Copy out all lines bearing the word "front" from the listing below.

** Source material follows **

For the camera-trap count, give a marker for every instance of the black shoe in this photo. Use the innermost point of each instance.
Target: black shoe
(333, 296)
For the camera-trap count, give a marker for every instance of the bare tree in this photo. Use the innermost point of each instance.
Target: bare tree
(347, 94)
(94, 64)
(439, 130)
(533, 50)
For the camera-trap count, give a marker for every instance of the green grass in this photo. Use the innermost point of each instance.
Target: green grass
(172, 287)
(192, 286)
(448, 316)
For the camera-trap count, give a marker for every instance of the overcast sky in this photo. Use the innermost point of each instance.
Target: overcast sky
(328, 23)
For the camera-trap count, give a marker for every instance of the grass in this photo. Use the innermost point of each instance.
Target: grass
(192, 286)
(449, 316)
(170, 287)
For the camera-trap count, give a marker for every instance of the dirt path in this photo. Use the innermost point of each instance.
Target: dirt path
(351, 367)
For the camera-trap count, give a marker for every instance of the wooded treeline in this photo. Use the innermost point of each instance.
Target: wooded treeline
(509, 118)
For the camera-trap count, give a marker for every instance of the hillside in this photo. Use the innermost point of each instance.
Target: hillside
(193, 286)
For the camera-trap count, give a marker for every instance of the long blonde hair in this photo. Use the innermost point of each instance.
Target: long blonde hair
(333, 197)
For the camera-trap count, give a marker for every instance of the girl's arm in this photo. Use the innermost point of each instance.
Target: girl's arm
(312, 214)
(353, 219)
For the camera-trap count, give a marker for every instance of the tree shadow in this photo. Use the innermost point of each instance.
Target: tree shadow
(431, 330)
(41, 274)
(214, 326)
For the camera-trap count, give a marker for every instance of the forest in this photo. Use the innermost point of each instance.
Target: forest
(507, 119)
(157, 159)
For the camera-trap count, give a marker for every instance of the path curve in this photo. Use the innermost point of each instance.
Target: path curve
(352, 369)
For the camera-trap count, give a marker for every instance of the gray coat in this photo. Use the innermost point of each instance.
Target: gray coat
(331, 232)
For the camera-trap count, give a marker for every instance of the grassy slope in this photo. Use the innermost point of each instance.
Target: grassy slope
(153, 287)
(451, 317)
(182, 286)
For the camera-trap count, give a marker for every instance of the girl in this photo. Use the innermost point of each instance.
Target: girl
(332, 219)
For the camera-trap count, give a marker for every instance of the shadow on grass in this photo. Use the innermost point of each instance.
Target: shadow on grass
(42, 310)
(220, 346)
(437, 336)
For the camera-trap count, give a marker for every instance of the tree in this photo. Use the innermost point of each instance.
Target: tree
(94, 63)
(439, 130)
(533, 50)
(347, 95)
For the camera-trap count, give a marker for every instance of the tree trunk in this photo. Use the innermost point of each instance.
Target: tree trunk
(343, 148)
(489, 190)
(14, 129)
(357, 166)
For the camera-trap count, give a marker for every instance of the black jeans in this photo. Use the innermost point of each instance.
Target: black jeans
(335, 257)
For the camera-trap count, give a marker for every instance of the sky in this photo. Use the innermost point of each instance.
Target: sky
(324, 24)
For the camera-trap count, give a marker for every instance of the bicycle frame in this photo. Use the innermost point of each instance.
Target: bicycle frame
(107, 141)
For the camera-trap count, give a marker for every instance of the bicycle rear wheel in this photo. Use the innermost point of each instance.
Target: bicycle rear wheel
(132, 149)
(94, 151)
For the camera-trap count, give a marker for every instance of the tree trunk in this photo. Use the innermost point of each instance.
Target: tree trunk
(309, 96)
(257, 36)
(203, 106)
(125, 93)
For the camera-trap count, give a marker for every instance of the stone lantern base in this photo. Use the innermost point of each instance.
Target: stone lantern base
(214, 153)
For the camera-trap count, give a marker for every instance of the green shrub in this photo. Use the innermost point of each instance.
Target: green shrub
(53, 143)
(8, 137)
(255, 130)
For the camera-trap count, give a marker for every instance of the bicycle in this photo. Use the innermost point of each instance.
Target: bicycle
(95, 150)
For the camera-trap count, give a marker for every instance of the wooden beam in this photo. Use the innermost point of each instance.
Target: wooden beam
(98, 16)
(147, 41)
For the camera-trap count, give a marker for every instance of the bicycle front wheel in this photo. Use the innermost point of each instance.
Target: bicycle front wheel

** End of Source material **

**Exercise answer**
For the camera-trap count, give a marker for every instance of the bicycle front wheel in this photo. Use the innermost point of each instance.
Target: bicycle front wheel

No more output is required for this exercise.